### Source text
________________________________________
Pipe scrapes can't tell you how much Permian gas froze off
Three reasons scrape-based production models break down during market disruptions
During market disruptions like winter storm Fern, Permian pipeline scrapes provide more distraction than insight. No amount of model-building or analytical horsepower can overcome the underlying problem: not enough real-time data.
A former colleague texted me last week, amid the disruptions from winter storm Fern, to ask what I thought about freeze-offs. He had heard estimates he thought were too high but was skeptical. My answer to him, and to all of you here now, is that we really don’t know, and we won’t have any idea until we see the storage number for the week ending January 29.
What do we actually know
Let’s start with what we actually can observe in real-time.
Typical Permian gas flows
El Paso, TransWestern, NNG, and NGPL typically move1 ~6.5 TBtu/d, from a combination of direct connections to gathering systems and processing plants (shown in teal) and receipts from intrastate pipelines within the Permian (in pink). Since the final Matterhorn Express compressor station came online, it (in purple) and Whistler (in light blue) usually move ~2.5 TBtu/d to south Texas. Interstate receipts from Enterprise typically total an additional ~0.3 TBtu/d.
Figure 1 | Observable Permian scheduled gas volumes
Reduction in gas flows last week
During winter storm Fern, these typical ~9.4 TBtu/d of flows fell to a low of ~4.9 TBtu/d. As of Monday, February 2, ~22 TBtu of production had been lost in aggregate. I show these flows in Ttu/d rather than converting to MMcfd because, as I'll discuss below, the conversion factor itself is uncertain.
Figure 2 | Recent observable Permian scheduled gas volumes
Historical Permian wellhead production
While the EIA only reports state-level production, operators must report lease- and/or well-level production to state regulatory agencies, for tax purposes. Aggregating this well-level data, then, gives insight into Permian-specific production.
Figure 3 | Reported wellhead Permian gas production
What we don’t know
However, these two data sets are not directly comparable for three reasons: volume versus energy, state reporting lags, and intrastate flows.
How much ethane was extracted
The first challenge in grossing up scrapes to total Permian dry gas production is that the latter is never actually reported. Analysts typically model it using a fixed (or slowly moving) dry-to-wellhead gas ratio, but in reality, the extent of ethane extraction varies with market conditions. In both Texas and New Mexico,2 the EIA’s estimates of dry-to-marketed gas ratios have been trending down over time, but the frequent step-changes between the end of one year and the beginning of the next point to uncertainty even in EIA’s state-level dry gas production estimates.
Figure 4 | Texas and New Mexico dry gas share of marketed gas production
On January 26, gas quality at a range of Permian interstate locations ran about 2% hotter than earlier in the month, as operators extracted less ethane in response to much higher gas prices. For a basin producing ~30 Bcfd at the wellhead, this ethane rejection could offset more than 1 Bcfd of freeze-offs.
How complete state-reported production data is
I’ve built many a well-level production model, and while 95% reporting is more than sufficient to construct an accurate type curve for a given operator, county, or play, it’s nowhere near sufficient for real-time production estimation. In a ~30 Bcfd play, the difference between 94% reporting and 96% reporting is 500 MMcfd — and you have no way of knowing which one you’re looking at. In both Texas and New Mexico, some well- or lease-level reporting trickles in over the course of a year or more after first production.
________________________________________
### Stated exercise 1
Select every line in the entries that contains the word "window".
________________________________________
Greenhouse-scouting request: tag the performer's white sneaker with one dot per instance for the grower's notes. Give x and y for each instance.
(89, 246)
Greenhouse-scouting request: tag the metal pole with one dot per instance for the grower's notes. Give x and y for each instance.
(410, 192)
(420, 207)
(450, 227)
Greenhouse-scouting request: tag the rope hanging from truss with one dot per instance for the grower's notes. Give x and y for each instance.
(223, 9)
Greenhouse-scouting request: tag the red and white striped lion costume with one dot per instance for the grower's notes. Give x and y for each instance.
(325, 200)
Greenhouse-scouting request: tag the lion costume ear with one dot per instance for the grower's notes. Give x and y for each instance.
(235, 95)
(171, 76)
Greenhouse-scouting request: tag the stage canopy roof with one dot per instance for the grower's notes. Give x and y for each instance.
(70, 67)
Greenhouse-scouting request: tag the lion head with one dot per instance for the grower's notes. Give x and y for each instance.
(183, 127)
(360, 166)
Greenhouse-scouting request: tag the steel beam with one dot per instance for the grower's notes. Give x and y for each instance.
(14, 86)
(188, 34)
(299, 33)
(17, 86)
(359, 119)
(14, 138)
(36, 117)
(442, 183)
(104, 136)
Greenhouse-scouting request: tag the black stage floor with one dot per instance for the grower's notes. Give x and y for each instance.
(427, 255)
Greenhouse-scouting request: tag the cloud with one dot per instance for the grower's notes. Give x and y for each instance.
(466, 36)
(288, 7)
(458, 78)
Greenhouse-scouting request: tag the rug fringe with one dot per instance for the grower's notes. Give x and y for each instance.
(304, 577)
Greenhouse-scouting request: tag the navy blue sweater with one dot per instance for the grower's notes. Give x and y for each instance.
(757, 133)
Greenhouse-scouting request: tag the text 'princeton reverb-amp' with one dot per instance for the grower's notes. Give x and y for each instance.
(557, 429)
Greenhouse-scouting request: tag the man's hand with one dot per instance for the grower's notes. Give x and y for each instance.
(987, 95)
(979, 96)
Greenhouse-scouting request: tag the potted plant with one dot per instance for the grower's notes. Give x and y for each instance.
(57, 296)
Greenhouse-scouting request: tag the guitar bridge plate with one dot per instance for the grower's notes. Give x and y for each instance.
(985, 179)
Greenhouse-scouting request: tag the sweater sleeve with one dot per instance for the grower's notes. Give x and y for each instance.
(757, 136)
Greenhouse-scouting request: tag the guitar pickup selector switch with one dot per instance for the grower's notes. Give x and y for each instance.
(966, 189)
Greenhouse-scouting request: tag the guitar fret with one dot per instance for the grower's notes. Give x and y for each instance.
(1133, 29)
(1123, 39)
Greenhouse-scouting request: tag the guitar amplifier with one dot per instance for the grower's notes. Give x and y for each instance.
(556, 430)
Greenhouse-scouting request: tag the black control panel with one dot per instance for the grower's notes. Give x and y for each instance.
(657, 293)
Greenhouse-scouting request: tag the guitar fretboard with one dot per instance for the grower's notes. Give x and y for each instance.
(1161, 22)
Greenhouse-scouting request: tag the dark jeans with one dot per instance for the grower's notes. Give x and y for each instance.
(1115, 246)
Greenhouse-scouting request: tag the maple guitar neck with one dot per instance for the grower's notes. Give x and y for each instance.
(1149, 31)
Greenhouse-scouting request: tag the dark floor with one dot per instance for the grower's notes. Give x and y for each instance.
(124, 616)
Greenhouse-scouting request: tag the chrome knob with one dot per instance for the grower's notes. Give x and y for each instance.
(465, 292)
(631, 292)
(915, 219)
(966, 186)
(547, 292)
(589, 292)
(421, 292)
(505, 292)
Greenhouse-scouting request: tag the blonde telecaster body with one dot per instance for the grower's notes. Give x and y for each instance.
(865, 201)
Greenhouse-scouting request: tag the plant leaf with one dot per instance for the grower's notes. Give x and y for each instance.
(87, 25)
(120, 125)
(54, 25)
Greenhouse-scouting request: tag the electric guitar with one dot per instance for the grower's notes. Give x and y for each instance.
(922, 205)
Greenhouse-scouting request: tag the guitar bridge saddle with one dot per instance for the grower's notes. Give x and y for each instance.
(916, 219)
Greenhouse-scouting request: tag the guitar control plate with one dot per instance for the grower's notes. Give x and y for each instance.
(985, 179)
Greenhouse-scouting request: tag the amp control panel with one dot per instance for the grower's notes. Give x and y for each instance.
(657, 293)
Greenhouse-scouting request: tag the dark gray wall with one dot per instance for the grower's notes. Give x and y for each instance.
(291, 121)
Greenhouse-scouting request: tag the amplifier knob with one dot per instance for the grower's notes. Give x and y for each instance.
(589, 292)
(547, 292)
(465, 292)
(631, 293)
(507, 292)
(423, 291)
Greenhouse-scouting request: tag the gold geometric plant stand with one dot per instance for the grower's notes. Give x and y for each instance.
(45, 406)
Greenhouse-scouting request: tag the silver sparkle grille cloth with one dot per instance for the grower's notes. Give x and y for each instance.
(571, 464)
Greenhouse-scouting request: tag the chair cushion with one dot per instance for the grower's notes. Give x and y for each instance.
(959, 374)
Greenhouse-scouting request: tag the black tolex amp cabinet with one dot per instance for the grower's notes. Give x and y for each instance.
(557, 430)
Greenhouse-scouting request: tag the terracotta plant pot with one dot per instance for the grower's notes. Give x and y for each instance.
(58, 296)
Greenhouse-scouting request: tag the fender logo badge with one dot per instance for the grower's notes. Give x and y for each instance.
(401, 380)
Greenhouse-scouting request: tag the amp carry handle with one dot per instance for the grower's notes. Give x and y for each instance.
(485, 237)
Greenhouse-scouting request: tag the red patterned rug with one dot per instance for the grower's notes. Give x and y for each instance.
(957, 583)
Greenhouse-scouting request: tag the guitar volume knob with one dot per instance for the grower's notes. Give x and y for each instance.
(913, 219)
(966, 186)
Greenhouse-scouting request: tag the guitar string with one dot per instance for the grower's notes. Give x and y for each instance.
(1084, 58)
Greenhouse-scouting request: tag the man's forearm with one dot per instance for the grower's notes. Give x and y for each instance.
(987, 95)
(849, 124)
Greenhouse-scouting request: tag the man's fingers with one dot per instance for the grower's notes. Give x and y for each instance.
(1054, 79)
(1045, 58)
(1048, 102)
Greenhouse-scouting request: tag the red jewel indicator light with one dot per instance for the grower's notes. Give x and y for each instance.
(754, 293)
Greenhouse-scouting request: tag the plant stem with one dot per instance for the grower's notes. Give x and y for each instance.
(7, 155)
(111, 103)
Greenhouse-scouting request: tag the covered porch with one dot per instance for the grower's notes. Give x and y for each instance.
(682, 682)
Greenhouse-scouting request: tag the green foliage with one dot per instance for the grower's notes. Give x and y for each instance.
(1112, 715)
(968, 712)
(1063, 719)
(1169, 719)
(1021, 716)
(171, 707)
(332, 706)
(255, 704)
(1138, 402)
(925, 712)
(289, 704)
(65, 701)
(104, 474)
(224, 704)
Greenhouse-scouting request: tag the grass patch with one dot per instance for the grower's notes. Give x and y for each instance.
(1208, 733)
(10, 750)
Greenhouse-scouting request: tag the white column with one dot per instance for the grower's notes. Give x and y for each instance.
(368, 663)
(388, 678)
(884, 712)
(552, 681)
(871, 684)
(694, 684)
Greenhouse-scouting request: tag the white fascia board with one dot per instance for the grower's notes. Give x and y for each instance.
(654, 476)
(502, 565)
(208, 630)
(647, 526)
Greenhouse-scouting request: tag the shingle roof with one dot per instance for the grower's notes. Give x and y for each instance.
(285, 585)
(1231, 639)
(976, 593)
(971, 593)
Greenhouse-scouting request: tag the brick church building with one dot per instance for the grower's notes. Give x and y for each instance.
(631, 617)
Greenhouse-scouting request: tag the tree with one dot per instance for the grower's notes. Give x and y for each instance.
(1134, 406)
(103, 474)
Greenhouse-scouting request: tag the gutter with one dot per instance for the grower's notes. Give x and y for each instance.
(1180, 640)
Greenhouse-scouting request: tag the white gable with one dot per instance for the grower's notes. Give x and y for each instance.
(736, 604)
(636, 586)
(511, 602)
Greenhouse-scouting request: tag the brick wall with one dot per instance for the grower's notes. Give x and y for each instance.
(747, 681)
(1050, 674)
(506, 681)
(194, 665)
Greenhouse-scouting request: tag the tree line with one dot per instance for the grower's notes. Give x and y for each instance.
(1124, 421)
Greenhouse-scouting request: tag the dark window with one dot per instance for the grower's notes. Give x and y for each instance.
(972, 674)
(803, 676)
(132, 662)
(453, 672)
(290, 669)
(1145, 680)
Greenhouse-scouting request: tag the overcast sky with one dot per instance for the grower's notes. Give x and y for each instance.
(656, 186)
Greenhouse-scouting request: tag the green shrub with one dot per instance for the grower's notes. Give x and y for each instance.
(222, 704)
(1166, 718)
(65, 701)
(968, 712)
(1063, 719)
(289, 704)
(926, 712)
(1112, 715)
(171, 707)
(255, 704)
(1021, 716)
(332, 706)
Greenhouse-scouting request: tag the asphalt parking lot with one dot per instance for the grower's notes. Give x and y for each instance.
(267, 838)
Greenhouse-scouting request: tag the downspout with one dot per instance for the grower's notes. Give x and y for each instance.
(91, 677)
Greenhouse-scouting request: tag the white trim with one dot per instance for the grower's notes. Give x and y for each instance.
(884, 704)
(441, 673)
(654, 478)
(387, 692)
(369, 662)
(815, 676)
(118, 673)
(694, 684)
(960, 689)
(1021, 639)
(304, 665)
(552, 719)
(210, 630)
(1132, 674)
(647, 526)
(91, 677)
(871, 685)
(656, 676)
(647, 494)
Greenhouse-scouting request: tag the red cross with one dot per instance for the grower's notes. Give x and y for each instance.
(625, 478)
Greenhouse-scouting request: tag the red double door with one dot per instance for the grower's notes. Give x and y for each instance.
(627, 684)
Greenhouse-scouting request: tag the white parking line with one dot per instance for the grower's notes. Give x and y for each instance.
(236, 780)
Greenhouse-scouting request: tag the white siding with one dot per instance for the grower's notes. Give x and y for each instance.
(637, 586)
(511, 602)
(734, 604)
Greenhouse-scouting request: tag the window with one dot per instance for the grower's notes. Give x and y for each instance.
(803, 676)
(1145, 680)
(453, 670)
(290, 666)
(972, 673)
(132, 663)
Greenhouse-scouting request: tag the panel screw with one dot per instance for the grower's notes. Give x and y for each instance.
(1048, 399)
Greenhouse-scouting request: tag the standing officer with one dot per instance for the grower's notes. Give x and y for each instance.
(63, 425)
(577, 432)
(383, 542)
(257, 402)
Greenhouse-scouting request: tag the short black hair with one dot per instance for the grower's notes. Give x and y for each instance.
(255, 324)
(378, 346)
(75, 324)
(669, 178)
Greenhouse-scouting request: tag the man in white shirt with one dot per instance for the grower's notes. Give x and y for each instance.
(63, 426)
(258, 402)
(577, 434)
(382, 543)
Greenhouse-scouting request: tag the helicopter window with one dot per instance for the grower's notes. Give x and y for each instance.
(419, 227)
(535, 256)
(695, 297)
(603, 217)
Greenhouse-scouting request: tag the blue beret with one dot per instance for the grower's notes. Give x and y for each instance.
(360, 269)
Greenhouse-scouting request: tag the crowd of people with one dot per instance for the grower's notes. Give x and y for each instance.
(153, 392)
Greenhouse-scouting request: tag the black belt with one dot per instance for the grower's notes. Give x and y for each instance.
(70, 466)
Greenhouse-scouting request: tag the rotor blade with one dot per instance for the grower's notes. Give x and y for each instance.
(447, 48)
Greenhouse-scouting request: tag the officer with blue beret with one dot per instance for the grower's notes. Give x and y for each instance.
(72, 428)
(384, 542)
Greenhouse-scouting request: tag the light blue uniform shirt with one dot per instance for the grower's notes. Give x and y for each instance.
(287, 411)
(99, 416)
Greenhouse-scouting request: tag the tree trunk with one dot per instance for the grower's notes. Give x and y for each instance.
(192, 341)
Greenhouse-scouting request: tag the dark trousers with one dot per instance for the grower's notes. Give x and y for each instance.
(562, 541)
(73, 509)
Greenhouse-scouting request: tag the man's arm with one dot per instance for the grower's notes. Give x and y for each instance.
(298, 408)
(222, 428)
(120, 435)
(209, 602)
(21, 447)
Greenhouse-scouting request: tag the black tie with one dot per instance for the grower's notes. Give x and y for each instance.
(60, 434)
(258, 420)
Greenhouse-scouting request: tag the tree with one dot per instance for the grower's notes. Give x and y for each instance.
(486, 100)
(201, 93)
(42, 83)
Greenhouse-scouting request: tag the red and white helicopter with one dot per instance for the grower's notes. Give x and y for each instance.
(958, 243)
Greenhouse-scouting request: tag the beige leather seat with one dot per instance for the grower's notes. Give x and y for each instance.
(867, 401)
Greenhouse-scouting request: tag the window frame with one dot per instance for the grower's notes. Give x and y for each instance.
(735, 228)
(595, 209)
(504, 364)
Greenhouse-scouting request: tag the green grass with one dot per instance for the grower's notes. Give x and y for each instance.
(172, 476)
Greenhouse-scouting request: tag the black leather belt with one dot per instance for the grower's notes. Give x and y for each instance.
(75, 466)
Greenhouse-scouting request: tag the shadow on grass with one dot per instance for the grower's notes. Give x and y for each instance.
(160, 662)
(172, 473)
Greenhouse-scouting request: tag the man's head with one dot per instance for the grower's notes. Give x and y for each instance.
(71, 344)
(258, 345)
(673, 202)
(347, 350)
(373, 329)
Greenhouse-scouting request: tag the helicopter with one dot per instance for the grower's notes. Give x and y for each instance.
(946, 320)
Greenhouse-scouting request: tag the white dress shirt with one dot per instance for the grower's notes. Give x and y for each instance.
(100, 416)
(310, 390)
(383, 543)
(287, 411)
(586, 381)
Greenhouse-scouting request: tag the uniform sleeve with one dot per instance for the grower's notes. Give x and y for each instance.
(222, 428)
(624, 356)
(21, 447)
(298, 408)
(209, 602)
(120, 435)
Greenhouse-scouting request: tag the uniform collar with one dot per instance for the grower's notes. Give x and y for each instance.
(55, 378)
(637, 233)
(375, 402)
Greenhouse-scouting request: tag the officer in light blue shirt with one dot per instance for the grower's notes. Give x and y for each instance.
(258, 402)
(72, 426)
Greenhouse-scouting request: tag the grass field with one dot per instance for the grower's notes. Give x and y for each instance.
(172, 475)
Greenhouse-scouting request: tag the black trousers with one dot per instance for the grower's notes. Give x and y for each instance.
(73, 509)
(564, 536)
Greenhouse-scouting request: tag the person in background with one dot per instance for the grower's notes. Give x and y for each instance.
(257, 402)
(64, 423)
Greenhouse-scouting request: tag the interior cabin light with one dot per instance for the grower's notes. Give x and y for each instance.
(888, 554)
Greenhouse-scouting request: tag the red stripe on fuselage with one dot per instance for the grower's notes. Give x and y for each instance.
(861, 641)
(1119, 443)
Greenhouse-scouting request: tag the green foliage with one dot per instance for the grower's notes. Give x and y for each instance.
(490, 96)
________________________________________
### Stated exercise 2
Answer these questions from the article on Permian gas freeze-offs.
(a) How much gas do El Paso, TransWestern, NNG, and NGPL typically move?
(b) As of Monday, February 2, how much production had been lost in aggregate?
(c) On January 26, by about how much hotter than earlier in the month did gas quality run at a range of Permian interstate locations?

### Response 1
Greenhouse-scouting request: tag the dark window with one dot per instance for the grower's notes. Give x and y for each instance.
Greenhouse-scouting request: tag the window with one dot per instance for the grower's notes. Give x and y for each instance.
Greenhouse-scouting request: tag the helicopter window with one dot per instance for the grower's notes. Give x and y for each instance.
Greenhouse-scouting request: tag the window frame with one dot per instance for the grower's notes. Give x and y for each instance.

### Response 2
(a) About 6.5 TBtu/d.
(b) About 22 TBtu.
(c) About 2%.